(Natural language region descriptions)
---------------

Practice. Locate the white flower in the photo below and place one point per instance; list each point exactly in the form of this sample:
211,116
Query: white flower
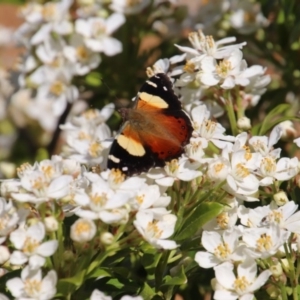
83,230
229,72
4,254
51,224
164,66
149,196
49,50
211,131
32,286
83,58
3,297
240,179
30,246
39,189
8,218
297,142
182,169
284,169
226,219
88,136
220,247
97,33
264,145
241,286
195,149
206,45
156,231
101,202
264,242
285,216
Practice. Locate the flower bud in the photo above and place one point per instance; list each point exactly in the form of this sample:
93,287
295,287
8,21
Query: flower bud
83,230
4,254
68,255
280,198
51,224
244,123
276,269
274,292
107,238
288,130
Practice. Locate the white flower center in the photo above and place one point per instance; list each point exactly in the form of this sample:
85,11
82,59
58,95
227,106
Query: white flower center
98,201
98,29
276,216
153,230
50,11
172,166
223,68
32,287
57,88
30,245
82,53
241,171
82,227
95,149
4,220
222,251
268,166
261,147
241,284
48,171
208,129
264,243
223,220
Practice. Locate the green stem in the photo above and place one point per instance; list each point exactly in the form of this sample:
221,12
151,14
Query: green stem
239,103
231,114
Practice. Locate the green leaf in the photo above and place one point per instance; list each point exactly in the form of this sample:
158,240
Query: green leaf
201,215
116,283
93,79
99,272
179,279
77,279
147,292
64,288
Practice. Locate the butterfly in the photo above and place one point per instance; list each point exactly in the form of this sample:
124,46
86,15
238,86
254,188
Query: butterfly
155,130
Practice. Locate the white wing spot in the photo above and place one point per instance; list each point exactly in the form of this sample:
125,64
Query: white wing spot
153,100
131,146
114,159
151,83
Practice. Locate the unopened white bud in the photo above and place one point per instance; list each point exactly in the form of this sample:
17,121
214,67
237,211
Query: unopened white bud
83,230
107,238
288,130
244,123
276,269
51,224
280,198
4,254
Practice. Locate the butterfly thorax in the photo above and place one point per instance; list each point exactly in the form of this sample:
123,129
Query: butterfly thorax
137,120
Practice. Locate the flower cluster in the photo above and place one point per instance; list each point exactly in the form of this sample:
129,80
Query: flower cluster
69,219
61,48
212,72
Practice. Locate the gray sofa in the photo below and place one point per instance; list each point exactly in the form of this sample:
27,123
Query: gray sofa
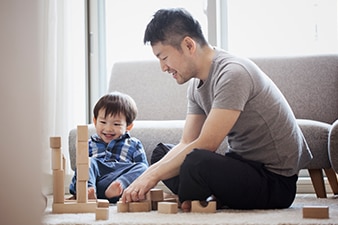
309,83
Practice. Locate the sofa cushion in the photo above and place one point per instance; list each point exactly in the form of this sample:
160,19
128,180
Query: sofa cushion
316,134
333,145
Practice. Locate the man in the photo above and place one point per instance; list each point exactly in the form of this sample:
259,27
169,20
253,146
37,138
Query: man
229,97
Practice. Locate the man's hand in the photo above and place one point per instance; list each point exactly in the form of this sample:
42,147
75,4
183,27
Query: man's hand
139,188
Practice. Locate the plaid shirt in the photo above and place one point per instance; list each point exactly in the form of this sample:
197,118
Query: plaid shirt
124,149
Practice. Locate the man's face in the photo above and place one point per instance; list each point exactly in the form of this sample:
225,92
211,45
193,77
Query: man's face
176,62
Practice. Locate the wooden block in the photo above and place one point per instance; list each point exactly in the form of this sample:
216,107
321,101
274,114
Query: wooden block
318,212
74,207
197,207
58,186
63,162
139,206
82,172
102,203
170,200
167,207
153,205
82,156
102,213
57,159
82,133
122,207
55,142
82,191
156,195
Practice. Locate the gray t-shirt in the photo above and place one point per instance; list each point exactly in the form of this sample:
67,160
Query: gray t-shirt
266,130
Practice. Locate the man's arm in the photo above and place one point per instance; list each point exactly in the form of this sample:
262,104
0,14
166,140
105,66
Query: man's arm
199,132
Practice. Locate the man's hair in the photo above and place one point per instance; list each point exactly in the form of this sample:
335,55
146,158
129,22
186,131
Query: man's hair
116,103
171,26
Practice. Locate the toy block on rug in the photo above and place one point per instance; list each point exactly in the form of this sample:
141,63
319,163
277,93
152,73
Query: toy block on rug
152,198
316,212
167,207
102,209
209,208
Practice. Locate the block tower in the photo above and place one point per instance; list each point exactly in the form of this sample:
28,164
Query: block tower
81,204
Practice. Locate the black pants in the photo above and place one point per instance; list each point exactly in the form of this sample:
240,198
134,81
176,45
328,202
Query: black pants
235,182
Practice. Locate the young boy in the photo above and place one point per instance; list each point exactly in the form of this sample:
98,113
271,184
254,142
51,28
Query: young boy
116,158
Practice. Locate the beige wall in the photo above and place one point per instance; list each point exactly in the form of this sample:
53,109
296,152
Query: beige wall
21,117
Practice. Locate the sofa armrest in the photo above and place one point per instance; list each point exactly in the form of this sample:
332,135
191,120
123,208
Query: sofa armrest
333,146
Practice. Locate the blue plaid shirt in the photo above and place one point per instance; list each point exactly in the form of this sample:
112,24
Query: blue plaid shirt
124,149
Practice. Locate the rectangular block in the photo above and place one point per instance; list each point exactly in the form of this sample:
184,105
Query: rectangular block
82,172
167,207
82,191
82,155
58,186
139,206
209,208
122,207
55,142
82,133
318,212
102,203
156,195
102,213
74,207
57,159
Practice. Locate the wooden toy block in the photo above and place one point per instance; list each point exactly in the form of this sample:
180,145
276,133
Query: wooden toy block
102,213
156,195
316,212
57,159
122,207
63,162
82,171
58,186
55,142
167,207
139,206
82,191
82,153
74,207
197,207
102,203
82,133
170,200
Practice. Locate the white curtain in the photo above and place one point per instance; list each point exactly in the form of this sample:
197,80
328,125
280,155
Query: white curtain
64,68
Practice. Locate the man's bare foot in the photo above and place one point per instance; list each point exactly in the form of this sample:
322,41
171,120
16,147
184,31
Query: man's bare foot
115,189
186,206
91,193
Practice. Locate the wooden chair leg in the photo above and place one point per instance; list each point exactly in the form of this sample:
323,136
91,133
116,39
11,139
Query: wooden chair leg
318,182
332,177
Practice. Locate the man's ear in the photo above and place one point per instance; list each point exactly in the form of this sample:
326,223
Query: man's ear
189,43
130,126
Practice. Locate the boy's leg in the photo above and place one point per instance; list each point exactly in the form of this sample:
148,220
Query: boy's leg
158,153
235,182
124,173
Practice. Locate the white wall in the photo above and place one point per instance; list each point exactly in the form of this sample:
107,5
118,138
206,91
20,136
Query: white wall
282,27
21,115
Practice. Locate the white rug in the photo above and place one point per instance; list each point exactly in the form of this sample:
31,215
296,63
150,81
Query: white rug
290,216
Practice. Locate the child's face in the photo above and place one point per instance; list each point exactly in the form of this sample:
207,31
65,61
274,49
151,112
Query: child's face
110,127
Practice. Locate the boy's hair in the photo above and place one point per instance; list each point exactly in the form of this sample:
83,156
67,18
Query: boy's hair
116,103
171,26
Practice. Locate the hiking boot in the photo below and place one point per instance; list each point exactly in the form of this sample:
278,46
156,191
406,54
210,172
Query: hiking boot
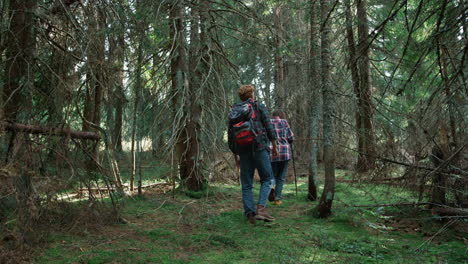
262,214
271,196
251,218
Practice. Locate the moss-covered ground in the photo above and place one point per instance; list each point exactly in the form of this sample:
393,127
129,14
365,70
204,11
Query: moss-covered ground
161,228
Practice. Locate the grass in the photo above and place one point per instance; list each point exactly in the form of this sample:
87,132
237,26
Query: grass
163,229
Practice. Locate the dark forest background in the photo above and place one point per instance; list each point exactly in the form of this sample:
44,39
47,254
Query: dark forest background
99,94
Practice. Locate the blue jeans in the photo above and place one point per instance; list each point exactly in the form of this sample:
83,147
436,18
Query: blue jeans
249,161
280,168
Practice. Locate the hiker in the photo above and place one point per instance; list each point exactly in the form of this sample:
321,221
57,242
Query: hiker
279,163
249,138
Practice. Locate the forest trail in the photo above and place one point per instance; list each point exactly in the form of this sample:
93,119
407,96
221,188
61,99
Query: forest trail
212,229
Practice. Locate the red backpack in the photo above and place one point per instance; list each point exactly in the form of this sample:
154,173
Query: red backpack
241,128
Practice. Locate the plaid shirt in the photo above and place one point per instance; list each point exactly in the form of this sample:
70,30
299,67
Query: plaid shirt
284,137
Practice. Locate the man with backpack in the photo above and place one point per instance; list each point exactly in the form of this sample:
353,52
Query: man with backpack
249,137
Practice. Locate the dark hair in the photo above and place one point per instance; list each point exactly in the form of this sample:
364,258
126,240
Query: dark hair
246,92
279,113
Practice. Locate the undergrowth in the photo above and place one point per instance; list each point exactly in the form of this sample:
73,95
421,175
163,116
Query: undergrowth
212,229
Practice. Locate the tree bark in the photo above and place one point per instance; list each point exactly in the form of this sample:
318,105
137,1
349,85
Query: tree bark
356,86
137,90
19,55
366,160
279,59
314,75
326,200
96,80
179,81
199,62
61,132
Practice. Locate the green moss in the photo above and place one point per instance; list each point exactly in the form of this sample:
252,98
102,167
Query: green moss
213,230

---------------

▸ **Task to complete**
What is needed is a word-for-word restatement of every line from the one with "Query: blue jeans" to the end of the entries above.

▸ **Exercise output**
Query: blue jeans
249,161
280,168
Practice. Locate the hiker in the photo above and place one point per instance; list each point exactly in the form of this sample:
321,221
57,242
Query: hiker
279,163
249,138
Practice. Locate the forest trail in the photo above and place one point per instance; list each point exactly in the form of this sample:
93,119
407,96
221,188
61,99
Query: forest trail
212,229
Practice. Locate the red backpack in the photo above and place one point per instance; list each point exactly in the form of this sample:
154,173
Query: red backpack
241,128
Practice. Locate the plaid shirt in the photo above and place one point per instance; list each point exactly in the form of this sample:
70,30
299,67
Query: plaid shirt
284,137
Practice. Locate the man with backpack in the photo above and place one point per instance; list each point exactly in the form of this sample:
353,52
Query: man with backpack
249,137
Practice. Locate the dark hair in the photo above and place one point per instance; list each point exactly in the form of this sample:
364,258
126,240
Query: dark hair
246,92
279,113
Practice. Locate the undergrowth in the photo above and place one point per instance; list each point exactly in the form of this sample:
73,95
421,175
163,116
Query: undergrowth
212,229
Practice. Locate the tree bark in the photo above and place one point per instance; list each point exactly in the form of this sample:
318,105
137,1
349,85
Query: tree bark
356,86
137,90
19,55
366,160
279,59
314,75
326,200
96,80
179,81
199,62
61,132
Practice. Locate the green moss in the photo above and place one point per instance; list each point exactly in the form of this sample:
252,98
102,167
Query: green moss
213,230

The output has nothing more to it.